Hamilton consented, and delivered the money in person to Maria later that night. He began an affair with Reynolds that would last at least three years. Through it all, James Reynolds was well aware of his wife’s unfaithfulness, because he was blackmailing Hamilton, threatening to tell Elizabeth about the affair. Hamilton eventually paid Reynolds about $1000.
Years later, when James Reynolds was arrested for counterfeiting, he contacted several prominent members of Hamilton’s opposition party, the Democratic-Republican Party, most notably James Monroe and Aaron Burr, saying that he could expose a top level official for corruption.
Presuming that James Reynolds could implicate Hamilton in an abuse of his position as President Washington’s Secretary of the Treasury, Monroe and Burr questioned Hamilton, who insisted he was innocent of any misconduct in public office, but admitted to an affair with Maria Reynolds.
A journalist named James T. Callender published the story of the Hamilton-Reynolds affair in two pamphlets, the first in June 1797. Hamilton published a confession, providing the most lurid details of his affair. Though exposed to intense humiliation, Elizabeth forgave him; if she had not, his career and reputation would have been irrevocably ruined, but his reputation was damaged for the rest of his life.

RECORD EXCERPTS:
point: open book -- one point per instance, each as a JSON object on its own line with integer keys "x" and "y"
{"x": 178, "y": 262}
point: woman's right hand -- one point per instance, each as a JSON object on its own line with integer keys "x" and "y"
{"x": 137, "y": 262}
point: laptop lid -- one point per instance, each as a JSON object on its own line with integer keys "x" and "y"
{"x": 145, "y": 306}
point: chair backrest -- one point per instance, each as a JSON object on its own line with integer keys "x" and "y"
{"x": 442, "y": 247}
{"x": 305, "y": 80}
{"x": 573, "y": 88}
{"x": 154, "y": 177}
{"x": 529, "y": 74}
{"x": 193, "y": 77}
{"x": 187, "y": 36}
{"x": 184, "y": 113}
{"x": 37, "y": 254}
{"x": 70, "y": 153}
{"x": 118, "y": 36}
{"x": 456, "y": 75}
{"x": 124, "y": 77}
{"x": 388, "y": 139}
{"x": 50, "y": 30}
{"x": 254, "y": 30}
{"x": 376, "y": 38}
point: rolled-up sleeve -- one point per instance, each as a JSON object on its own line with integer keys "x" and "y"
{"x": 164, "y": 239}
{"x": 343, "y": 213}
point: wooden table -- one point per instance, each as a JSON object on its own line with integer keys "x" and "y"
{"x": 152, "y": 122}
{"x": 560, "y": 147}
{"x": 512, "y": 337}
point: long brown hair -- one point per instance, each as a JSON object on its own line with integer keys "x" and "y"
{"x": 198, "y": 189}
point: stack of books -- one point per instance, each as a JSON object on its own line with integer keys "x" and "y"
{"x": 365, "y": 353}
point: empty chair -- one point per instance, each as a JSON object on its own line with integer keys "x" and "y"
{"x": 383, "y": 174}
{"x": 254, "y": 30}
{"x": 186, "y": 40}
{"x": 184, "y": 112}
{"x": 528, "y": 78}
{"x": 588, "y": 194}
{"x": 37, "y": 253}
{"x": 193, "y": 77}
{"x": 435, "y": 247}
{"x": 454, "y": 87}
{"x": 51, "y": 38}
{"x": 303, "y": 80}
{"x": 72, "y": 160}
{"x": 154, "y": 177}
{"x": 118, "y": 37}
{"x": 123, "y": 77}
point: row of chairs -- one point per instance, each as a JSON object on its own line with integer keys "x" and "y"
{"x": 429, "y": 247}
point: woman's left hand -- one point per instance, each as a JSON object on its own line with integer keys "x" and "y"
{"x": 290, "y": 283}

REQUIREMENT 1: In the records, rewrite the stretch from the line containing "point: woman's left" through the end of the records with "left hand" replaced by "left wrist" and everything else left as it is.
REQUIREMENT 2: Carry the passage about the Hamilton-Reynolds affair forward from its last sentence.

OUTPUT 1:
point: woman's left wrist -- one point per instance, each as a JSON object on its own line with integer keys "x" and "y"
{"x": 290, "y": 283}

OUTPUT 2:
The Hamiltons’ personal relationship had become one of mutual respect. Elizabeth accepted his flirtatiousness. Alexander continued to solicit her advice on political and family matters, as he had early in their courtship. Throughout their married life, he read selections of his writings to her, seeking her opinion and approval. She listened to his early drafts of Washington’s “Farewell Address” and excerpts from the Federalist Papers.
After the Revolutionary War, the Hamiltons set up house at 57 Wall Street and began to raise a family. Hamilton studied law, completing the three-year course in six months. In July 1783, he was admitted to the New York Bar after several months of study, and began a law practice in New York City, specializing in defending Tories and British subjects. In 1784, he founded the Bank of New York, now the oldest ongoing banking organization in the United States.
Hamilton and Politics
Hamilton’s public career resumed when he attended the Annapolis Convention as a delegate in 1786. While there, he drafted its resolution for a Constitutional convention, and in doing so brought his longtime desire to have a more powerful, more financially independent federal government one step closer to reality.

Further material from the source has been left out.